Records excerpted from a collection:
══════════
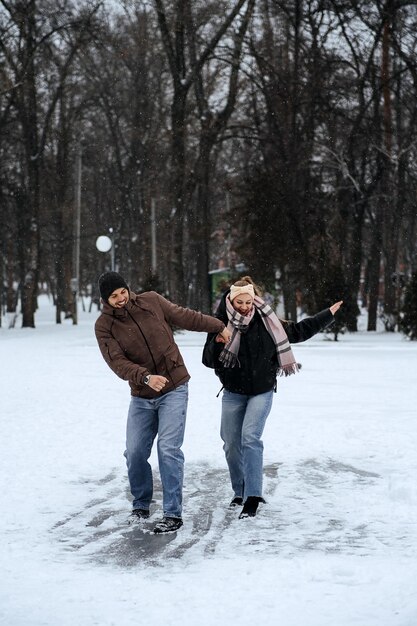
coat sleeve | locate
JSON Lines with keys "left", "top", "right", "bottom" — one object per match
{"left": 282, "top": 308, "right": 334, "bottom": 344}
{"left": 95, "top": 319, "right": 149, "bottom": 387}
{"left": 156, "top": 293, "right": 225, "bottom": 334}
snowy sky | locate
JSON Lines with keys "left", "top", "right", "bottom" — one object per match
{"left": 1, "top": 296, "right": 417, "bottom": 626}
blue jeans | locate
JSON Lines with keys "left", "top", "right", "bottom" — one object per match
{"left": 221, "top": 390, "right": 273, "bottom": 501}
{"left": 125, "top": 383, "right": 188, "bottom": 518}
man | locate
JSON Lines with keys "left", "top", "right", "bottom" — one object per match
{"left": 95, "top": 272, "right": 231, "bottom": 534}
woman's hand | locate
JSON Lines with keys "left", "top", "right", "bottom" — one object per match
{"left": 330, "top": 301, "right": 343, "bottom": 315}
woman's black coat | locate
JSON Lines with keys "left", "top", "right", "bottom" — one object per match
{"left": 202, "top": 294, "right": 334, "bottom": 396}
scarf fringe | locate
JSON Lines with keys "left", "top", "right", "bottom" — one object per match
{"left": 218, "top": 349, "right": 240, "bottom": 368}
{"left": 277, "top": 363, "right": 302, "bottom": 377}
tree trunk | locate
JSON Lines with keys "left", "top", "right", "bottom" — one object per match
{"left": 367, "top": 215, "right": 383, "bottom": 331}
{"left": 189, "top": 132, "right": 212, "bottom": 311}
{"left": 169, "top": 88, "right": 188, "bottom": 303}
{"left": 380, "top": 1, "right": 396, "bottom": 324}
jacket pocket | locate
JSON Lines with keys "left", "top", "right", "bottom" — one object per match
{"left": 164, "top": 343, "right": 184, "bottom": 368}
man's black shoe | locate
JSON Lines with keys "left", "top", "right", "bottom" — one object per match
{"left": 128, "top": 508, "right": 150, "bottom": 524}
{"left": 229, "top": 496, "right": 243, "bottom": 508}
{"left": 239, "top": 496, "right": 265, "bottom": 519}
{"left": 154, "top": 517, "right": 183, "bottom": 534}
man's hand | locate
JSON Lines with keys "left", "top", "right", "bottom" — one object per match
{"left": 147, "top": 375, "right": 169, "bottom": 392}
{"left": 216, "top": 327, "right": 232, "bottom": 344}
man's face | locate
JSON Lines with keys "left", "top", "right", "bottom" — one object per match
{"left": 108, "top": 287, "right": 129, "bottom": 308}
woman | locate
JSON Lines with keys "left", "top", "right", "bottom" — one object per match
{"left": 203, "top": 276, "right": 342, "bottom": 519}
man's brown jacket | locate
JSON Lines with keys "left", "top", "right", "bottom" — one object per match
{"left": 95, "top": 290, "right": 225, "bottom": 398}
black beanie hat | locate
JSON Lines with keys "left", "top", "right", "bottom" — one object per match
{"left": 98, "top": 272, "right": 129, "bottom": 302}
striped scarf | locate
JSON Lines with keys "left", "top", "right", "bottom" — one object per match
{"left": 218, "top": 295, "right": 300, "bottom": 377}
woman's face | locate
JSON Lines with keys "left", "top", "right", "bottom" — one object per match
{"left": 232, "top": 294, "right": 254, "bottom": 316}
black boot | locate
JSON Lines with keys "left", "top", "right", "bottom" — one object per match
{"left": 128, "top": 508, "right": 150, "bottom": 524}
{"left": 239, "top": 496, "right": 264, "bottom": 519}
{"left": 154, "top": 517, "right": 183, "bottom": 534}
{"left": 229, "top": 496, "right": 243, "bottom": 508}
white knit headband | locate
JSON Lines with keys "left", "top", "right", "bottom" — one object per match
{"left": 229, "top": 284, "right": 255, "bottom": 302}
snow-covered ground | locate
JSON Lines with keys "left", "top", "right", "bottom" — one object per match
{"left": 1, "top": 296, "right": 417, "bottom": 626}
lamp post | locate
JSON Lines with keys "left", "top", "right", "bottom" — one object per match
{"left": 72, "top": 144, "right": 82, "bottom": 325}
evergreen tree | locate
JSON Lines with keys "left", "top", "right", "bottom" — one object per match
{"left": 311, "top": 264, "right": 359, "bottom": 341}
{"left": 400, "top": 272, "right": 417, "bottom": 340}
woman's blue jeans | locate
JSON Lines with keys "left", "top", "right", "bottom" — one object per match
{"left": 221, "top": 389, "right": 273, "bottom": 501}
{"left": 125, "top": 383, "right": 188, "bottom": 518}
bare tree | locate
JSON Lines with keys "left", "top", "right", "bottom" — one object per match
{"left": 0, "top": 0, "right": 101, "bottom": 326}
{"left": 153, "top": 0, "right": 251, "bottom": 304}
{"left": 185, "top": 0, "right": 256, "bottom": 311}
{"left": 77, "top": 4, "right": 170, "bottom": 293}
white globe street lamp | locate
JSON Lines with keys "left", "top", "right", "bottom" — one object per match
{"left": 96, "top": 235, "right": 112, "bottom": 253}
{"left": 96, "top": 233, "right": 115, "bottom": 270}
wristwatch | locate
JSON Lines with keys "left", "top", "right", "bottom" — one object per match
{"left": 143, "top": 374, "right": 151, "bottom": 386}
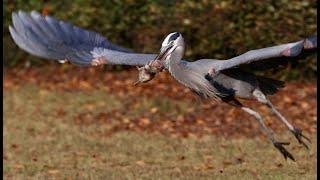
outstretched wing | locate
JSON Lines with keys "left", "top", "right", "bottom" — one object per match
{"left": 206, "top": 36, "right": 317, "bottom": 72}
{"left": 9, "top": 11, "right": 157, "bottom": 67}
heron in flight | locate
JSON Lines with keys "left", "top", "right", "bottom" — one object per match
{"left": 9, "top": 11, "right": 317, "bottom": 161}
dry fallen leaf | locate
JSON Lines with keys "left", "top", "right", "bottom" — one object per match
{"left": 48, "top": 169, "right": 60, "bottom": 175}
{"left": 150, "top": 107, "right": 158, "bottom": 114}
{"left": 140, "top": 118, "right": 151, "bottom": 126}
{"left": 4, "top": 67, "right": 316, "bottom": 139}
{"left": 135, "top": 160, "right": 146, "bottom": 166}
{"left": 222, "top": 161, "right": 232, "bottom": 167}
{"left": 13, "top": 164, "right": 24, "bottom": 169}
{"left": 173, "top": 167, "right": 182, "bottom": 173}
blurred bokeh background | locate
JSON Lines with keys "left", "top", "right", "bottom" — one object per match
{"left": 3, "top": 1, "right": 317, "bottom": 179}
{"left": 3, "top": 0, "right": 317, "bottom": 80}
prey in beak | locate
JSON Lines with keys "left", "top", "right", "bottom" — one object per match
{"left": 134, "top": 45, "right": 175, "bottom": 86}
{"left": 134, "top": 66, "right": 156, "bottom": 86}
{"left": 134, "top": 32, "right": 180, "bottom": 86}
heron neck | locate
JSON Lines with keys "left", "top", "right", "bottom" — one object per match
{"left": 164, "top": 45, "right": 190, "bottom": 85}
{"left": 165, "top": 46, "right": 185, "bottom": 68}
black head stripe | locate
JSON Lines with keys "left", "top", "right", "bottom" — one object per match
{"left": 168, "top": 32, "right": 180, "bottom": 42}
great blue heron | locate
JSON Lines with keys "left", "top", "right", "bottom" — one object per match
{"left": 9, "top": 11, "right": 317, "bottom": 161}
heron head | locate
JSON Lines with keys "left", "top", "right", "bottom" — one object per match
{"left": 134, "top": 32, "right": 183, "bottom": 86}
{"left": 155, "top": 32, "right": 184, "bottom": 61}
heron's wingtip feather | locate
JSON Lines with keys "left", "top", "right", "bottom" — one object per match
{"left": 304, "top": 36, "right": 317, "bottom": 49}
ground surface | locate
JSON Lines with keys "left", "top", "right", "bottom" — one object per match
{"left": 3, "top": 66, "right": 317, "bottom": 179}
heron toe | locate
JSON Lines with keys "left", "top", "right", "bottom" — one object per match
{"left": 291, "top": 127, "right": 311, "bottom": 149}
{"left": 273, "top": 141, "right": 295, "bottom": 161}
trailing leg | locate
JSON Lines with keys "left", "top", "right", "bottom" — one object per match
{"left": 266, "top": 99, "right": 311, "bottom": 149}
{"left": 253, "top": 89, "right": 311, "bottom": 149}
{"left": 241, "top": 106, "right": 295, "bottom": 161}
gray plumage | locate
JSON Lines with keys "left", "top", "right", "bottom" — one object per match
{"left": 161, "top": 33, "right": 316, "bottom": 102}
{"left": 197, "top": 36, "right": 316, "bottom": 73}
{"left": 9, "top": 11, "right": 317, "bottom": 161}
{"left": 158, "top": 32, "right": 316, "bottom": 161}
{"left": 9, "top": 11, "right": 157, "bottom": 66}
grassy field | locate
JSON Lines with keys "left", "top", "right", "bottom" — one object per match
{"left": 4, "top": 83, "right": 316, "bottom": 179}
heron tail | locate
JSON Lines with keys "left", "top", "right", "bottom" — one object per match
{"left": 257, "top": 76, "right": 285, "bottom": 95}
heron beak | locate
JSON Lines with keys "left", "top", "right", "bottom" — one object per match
══════════
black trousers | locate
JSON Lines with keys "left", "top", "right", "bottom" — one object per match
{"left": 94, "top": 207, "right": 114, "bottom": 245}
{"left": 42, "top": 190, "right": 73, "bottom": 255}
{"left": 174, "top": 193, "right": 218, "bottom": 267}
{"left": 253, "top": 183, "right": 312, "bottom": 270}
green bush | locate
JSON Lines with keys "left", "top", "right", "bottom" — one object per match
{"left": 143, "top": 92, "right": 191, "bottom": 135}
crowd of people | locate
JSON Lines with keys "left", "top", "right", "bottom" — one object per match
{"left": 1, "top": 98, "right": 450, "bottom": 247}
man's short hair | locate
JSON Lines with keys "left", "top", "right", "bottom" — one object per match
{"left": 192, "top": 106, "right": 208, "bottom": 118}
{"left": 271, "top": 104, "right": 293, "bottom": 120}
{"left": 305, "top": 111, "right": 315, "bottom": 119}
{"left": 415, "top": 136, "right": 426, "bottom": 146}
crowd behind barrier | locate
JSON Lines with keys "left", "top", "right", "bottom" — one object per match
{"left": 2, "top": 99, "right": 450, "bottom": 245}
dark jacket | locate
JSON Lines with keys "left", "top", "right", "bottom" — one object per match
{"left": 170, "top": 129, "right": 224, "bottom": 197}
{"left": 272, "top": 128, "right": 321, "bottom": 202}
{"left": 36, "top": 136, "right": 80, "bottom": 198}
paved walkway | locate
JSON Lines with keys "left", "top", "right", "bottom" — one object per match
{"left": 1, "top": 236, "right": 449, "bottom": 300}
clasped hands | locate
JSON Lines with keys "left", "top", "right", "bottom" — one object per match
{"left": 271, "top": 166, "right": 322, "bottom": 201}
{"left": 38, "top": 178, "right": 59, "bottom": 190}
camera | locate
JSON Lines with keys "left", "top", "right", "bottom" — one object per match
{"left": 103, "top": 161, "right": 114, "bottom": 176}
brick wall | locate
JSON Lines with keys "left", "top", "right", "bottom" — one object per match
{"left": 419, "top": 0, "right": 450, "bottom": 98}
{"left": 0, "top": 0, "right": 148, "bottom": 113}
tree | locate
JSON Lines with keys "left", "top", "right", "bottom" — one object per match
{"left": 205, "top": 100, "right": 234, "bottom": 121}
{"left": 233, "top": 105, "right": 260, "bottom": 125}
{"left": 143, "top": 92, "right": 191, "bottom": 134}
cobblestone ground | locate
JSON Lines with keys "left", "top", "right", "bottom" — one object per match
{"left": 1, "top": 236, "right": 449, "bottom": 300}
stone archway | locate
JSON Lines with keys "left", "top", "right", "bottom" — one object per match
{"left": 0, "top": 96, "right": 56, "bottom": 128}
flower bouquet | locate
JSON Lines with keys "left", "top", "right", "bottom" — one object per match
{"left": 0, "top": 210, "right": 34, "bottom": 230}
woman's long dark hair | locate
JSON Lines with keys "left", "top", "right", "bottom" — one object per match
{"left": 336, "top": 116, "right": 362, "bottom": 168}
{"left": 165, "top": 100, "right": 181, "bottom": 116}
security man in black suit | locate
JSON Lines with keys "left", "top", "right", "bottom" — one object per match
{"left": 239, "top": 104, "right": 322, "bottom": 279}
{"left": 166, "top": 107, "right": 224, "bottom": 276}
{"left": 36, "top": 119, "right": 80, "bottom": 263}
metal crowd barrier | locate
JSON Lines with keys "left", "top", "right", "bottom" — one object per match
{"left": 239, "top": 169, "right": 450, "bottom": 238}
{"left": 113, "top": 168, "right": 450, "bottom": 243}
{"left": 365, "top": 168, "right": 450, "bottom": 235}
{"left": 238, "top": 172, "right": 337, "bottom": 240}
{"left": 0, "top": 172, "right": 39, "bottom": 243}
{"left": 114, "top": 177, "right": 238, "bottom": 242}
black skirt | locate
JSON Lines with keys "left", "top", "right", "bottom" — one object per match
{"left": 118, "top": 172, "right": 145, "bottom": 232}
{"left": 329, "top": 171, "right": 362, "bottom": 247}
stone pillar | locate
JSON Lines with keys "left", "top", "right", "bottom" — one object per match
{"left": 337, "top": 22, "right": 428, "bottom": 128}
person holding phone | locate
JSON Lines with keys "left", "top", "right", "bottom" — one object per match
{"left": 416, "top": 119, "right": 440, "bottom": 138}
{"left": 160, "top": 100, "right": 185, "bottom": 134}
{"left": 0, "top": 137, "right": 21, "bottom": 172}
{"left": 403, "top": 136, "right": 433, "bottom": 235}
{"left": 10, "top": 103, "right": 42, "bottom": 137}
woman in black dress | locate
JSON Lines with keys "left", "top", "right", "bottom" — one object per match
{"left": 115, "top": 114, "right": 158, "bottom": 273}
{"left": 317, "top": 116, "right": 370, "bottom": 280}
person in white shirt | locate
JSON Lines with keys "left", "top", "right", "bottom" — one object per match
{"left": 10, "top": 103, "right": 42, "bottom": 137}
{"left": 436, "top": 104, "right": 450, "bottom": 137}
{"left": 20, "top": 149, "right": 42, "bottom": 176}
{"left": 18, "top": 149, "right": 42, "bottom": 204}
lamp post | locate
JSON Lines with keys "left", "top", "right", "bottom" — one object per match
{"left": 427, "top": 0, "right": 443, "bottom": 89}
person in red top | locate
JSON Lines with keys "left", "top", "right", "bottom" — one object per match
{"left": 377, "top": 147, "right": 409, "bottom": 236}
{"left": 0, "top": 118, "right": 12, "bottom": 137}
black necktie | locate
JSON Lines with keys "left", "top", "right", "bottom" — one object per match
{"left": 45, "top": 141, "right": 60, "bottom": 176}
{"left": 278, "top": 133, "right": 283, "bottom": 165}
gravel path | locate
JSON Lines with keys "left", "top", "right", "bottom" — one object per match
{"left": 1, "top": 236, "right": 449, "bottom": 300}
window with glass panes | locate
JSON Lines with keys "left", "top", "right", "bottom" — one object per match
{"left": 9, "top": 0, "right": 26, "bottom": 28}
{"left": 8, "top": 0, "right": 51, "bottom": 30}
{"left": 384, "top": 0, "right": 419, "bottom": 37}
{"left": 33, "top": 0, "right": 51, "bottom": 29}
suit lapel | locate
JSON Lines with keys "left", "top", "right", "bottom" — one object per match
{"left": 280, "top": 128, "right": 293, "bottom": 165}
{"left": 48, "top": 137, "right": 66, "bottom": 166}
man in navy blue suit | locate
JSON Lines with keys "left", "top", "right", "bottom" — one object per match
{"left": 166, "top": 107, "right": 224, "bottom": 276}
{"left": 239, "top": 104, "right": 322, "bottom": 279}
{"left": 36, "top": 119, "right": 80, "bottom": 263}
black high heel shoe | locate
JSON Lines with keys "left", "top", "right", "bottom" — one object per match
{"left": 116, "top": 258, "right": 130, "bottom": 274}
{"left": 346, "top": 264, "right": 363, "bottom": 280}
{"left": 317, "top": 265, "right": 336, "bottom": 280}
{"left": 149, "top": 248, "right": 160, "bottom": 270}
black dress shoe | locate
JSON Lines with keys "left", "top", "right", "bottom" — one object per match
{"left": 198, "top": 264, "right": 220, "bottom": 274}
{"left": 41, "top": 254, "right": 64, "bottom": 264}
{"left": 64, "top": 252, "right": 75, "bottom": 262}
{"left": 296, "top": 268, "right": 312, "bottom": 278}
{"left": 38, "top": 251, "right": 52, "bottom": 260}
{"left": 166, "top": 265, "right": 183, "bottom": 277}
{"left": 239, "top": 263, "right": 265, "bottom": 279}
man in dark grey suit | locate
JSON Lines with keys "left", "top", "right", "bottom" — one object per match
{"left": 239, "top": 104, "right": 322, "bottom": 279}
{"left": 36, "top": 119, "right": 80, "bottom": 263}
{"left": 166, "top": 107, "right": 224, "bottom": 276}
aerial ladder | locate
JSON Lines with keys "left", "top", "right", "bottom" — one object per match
══════════
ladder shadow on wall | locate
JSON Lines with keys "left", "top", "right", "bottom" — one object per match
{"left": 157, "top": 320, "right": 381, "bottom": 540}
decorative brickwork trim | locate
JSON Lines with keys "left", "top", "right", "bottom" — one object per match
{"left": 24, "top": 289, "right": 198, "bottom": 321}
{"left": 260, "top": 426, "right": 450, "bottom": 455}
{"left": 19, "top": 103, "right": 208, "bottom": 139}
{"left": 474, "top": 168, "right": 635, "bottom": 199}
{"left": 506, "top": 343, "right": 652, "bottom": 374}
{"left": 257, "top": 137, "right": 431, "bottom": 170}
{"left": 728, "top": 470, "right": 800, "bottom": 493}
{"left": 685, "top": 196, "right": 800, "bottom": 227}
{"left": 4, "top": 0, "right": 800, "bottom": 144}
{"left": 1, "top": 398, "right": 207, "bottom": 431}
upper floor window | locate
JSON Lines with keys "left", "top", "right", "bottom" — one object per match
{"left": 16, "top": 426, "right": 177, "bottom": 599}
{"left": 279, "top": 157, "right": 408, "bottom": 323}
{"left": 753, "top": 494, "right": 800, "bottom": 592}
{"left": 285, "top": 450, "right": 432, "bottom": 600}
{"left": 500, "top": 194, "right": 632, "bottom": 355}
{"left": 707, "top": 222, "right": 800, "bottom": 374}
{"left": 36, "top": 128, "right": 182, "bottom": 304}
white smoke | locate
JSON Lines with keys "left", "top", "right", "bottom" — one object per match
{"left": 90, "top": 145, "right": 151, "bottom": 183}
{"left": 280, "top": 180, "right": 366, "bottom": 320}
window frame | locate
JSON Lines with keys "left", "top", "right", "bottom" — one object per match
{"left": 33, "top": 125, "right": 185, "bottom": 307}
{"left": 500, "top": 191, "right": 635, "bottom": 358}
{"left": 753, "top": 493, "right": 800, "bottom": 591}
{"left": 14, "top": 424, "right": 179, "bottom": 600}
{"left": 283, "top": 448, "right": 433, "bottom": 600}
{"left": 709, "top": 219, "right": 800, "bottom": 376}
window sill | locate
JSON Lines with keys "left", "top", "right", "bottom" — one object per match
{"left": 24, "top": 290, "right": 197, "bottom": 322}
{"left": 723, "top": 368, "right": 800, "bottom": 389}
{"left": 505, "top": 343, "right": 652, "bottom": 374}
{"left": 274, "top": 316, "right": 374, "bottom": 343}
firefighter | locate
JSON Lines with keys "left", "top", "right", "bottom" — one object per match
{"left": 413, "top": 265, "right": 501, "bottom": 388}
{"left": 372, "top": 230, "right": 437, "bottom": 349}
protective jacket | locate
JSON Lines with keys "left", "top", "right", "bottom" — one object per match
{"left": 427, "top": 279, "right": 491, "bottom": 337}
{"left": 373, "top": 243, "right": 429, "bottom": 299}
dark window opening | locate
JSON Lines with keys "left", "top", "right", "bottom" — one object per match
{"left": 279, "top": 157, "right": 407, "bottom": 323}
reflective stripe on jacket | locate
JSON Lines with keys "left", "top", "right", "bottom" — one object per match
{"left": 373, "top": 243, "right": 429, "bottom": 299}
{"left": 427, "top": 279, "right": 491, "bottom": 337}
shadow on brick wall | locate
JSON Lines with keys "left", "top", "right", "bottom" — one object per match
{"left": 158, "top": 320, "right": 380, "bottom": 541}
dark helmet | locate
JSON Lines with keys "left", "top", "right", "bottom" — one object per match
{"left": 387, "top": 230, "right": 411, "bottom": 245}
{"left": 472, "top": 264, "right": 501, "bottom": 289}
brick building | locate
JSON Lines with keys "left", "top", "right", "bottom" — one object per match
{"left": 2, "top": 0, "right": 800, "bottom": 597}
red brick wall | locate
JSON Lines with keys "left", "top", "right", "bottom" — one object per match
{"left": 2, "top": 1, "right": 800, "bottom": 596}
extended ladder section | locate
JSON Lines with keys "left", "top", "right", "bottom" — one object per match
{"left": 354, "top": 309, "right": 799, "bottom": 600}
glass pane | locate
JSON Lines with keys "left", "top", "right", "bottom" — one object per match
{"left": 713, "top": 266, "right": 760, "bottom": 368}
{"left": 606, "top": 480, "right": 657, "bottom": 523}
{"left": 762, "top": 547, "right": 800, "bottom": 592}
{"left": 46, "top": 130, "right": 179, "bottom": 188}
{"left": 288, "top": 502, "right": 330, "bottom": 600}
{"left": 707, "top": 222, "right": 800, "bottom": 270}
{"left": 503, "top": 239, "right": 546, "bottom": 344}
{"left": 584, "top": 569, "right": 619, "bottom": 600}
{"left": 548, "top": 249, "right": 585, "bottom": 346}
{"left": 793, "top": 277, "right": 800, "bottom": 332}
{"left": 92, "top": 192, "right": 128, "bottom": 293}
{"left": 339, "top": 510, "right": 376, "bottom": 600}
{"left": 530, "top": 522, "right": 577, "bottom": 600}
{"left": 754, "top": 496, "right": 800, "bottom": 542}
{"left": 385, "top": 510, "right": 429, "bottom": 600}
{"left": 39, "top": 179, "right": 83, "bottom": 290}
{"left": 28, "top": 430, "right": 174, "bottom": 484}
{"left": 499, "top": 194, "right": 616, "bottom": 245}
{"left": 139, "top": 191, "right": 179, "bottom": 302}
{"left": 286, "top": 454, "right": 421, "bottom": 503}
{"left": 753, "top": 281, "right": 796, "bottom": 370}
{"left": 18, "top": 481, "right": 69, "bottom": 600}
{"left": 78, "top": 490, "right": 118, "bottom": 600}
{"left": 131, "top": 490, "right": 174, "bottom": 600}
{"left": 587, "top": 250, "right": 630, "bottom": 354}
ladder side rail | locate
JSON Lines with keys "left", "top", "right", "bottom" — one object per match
══════════
Assigned task: Exactly the lines starting at the one above with "white globe street lamp | locate" and ending at the one with "dry fallen leaf | locate" should be printed, and nothing else. Omit the pictures.

Expected output:
white globe street lamp | locate
JSON Lines with keys "left", "top", "right", "bottom" — one object per match
{"left": 96, "top": 235, "right": 112, "bottom": 253}
{"left": 96, "top": 233, "right": 115, "bottom": 270}
wristwatch | locate
JSON Lines with keys "left", "top", "right", "bottom" — one object per match
{"left": 143, "top": 374, "right": 151, "bottom": 386}
outstretched wing | locate
JSON Lines with keys "left", "top", "right", "bottom" — one object per match
{"left": 206, "top": 36, "right": 317, "bottom": 72}
{"left": 9, "top": 11, "right": 157, "bottom": 67}
heron in flight | locate
JSON Lines with keys "left", "top", "right", "bottom" — one object per match
{"left": 9, "top": 11, "right": 317, "bottom": 161}
dry fallen leaf | locate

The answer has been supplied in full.